◆ Tasks to perform:
1. From the preprocessing guide, list every class that test_sillyFilter.py imports from an immuneML module.
2. Express the stretch of the entries from the line containing "point: distant house" through the end of the entries as a numbered list, leaving out blank lines.

◆ Supplied text:

╔══

Test running the new preprocessing with a YAML specification¶

If you want to use immuneML directly to test run your preprocessor, the YAML example below may be used. This example analysis creates a randomly generated dataset, runs the SillyFilter, and runs the SimpleDatasetOverview report on the preprocessed dataset to inspect the results.

test_run_silly_filter.yaml

definitions:
  datasets:
    my_dataset:
      format: RandomSequenceDataset
      params:
        sequence_count: 100

  preprocessing_sequences:
    my_preprocessing:
    - step1:
        SillyFilter:
          fraction_to_remove: 0.8

  reports:
    simple_overview: SimpleDatasetOverview


instructions:
  exploratory_instr:
    type: ExploratoryAnalysis
    analyses:
      analysis_1:
        dataset: d1
        preprocessing_sequence: my_preprocessing_seq
        report: simple_overview

Adding a Unit test for a Preprocessing¶

Add a unit test for the new SillyFilter (download the example testfile or view below)

test_sillyFilter.py

import os
import shutil
from unittest import TestCase

from immuneML.caching.CacheType import CacheType
from immuneML.environment.Constants import Constants
from immuneML.environment.EnvironmentSettings import EnvironmentSettings
from immuneML.preprocessing.filters.SillyFilter import SillyFilter
from immuneML.simulation.dataset_generation.RandomDatasetGenerator import RandomDatasetGenerator


class TestSillyFilter(TestCase):

    def setUp(self) -> None:
        os.environ[Constants.CACHE_TYPE] = CacheType.TEST.name

    def _get_mock_repertoire_dataset(self, path):
        # Create a mock RepertoireDataset with 10 repertoires, each containing 50 sequences of length 15,
        dataset = RandomDatasetGenerator.generate_repertoire_dataset(repertoire_count=10,
                                                                     sequence_count_probabilities={50: 1},
                                                                     sequence_length_probabilities={15: 1},
                                                                     labels={},
                                                                     path=path)

        return dataset

    def test_process_dataset(self):
        tmp_path = EnvironmentSettings.tmp_test_path / "silly_filter/"

        dataset = self._get_mock_repertoire_dataset(tmp_path / "original_dataset")

        params = {"fraction_to_keep": 0.8}
        filter = SillyFilter.build_object(**params)

        processed_dataset = filter.process_dataset(dataset, tmp_path / "filtered_dataset")

        # 10 original repertoires, keep 80%
        assert len(processed_dataset.repertoires) == 8

        shutil.rmtree(tmp_path)

Add a new file to the test.preprocessing.filters package named test_sillyFilter.py.
Add a class TestSillyFilter that inherits unittest.TestCase to the new file.
Add a function setUp() to set up cache used for testing. This should ensure that the cache location will be set to EnvironmentSettings.tmp_test_path / "cache/"
Define one or more tests for the class and functions you implemented.
- It is recommended to at least test building the Preprocessor and running the preprocessing
- Mock data is typically used to test new classes. Tip: the RandomDatasetGenerator class can be used to generate Repertoire, Sequence or Receptor datasets with random sequences.
- If you need to write data to a path (for example test datasets or results), use the following location: EnvironmentSettings.tmp_test_path / "some_unique_foldername"

╚══

Object position labeling entries
╔══

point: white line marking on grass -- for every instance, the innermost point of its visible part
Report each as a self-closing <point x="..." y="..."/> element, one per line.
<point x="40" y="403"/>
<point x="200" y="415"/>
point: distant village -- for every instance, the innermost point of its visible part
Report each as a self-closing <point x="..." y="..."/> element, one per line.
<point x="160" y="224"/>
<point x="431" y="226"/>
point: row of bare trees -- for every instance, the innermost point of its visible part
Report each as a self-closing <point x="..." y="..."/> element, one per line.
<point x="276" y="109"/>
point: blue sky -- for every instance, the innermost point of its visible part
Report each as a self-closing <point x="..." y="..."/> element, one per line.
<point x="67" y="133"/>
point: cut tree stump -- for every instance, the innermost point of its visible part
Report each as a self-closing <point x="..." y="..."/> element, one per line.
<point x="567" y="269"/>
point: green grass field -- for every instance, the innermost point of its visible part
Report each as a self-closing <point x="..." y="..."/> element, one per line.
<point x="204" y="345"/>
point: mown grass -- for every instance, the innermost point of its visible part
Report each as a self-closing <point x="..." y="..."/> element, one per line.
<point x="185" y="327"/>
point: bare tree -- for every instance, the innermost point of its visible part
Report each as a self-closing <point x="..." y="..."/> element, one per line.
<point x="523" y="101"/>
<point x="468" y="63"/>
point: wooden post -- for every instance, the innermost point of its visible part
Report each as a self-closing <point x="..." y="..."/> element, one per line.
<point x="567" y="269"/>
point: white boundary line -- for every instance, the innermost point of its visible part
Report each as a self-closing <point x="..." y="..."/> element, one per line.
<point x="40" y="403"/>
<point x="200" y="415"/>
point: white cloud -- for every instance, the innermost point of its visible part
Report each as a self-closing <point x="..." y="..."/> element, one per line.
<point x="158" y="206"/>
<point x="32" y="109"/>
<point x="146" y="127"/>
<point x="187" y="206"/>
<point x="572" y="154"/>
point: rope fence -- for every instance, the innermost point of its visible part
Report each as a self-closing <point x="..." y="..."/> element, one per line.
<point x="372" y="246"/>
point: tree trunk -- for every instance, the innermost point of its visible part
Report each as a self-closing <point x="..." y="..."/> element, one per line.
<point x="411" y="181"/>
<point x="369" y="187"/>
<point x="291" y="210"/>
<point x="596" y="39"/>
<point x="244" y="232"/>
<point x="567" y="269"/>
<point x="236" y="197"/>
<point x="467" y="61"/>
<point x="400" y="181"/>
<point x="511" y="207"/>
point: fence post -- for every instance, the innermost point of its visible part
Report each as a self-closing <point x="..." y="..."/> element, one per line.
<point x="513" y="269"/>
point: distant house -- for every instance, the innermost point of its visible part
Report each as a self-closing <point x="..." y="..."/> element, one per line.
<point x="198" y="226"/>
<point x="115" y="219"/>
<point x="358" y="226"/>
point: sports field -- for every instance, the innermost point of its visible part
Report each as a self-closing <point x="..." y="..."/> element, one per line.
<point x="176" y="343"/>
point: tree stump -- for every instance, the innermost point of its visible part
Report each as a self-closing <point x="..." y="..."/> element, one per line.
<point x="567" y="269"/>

╚══

◆ Outputs by task:
1.
CacheType
Constants
EnvironmentSettings
SillyFilter
RandomDatasetGenerator

2.
1. point: distant house -- for every instance, the innermost point of its visible part
2. Report each as a self-closing <point x="..." y="..."/> element, one per line.
3. <point x="198" y="226"/>
4. <point x="115" y="219"/>
5. <point x="358" y="226"/>
6. point: sports field -- for every instance, the innermost point of its visible part
7. Report each as a self-closing <point x="..." y="..."/> element, one per line.
8. <point x="176" y="343"/>
9. point: tree stump -- for every instance, the innermost point of its visible part
10. Report each as a self-closing <point x="..." y="..."/> element, one per line.
11. <point x="567" y="269"/>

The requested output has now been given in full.